— TASK GOAL —
Copy the rows below, changing each "lamborghini" to "sports car" and keeping everything else the same. Don't include the pictures.

**** DATASET RECORDS

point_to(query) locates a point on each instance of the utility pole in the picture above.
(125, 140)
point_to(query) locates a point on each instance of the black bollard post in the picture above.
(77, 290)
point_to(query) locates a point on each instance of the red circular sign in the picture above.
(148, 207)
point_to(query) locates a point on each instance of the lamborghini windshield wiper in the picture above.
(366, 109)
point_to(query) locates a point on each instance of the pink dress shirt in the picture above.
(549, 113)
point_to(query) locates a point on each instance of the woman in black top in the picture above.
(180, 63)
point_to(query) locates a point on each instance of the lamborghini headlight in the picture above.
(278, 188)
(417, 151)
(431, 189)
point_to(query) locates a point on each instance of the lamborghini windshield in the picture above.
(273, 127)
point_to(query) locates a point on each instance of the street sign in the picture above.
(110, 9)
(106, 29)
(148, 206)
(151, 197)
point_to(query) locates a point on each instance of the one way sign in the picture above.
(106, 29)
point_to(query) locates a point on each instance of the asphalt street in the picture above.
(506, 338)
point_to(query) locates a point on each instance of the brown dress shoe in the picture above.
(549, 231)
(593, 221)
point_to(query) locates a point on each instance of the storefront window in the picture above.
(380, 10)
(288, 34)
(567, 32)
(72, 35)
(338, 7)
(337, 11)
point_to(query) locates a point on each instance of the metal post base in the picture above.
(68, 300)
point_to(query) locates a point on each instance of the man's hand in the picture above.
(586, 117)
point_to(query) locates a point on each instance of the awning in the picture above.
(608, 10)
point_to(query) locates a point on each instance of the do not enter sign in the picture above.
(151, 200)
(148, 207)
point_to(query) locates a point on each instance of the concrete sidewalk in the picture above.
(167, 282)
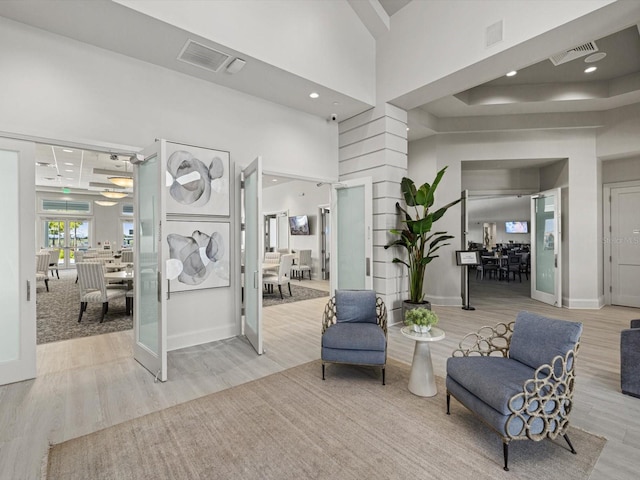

********

— RESULT BELOW —
point_to(query) locates a point on each instance of the utility pole in the picture above.
(125, 140)
point_to(query) locates a point on each instance of the black bollard post in the picture above.
(77, 290)
point_to(query) locates a point on each instance of the red circular sign in the picture above.
(148, 207)
point_to(query) locates a point on each instance of the sports car windshield wiper in the picture above.
(366, 109)
point_to(query) locates a point on each instance of the pink dress shirt in the picture above.
(549, 113)
point_to(query) locates a point on each instance of the woman in black top in the picture above.
(180, 63)
point_to(query) locates a point on each instance of the sports car headlight in the picture above.
(278, 188)
(417, 151)
(431, 189)
point_to(query) locates a point on each instance of the sports car windshield in the picture above.
(273, 127)
point_to(query) locates a point on each instance of the street sign in the picture above.
(110, 9)
(106, 29)
(148, 206)
(151, 197)
point_to(query) locates a point on each instance of the one way sign in the picture above.
(106, 29)
point_to(query) locates a point on each instance of the asphalt street in the picture above.
(506, 338)
point_to(query) locates a point on each instance of the brown dress shoe in the picture above.
(549, 231)
(593, 221)
point_to(query) locates a point on each instance of the storefront window in the picture above.
(380, 10)
(288, 34)
(567, 32)
(72, 35)
(338, 7)
(337, 11)
point_to(query) locates a point on each instance of the metal post base in the picture above.
(68, 300)
point_to(query) locates a point on each instance of the man's hand in the picture above.
(586, 117)
point_to(query) locates a point on each instance of the awning in the picture above.
(608, 10)
point_to(query) locates a point on each instance of the do not enter sign in the picture above.
(151, 200)
(148, 207)
point_to(query) locates a point on each instance of the concrete sidewalk in the picture above.
(167, 282)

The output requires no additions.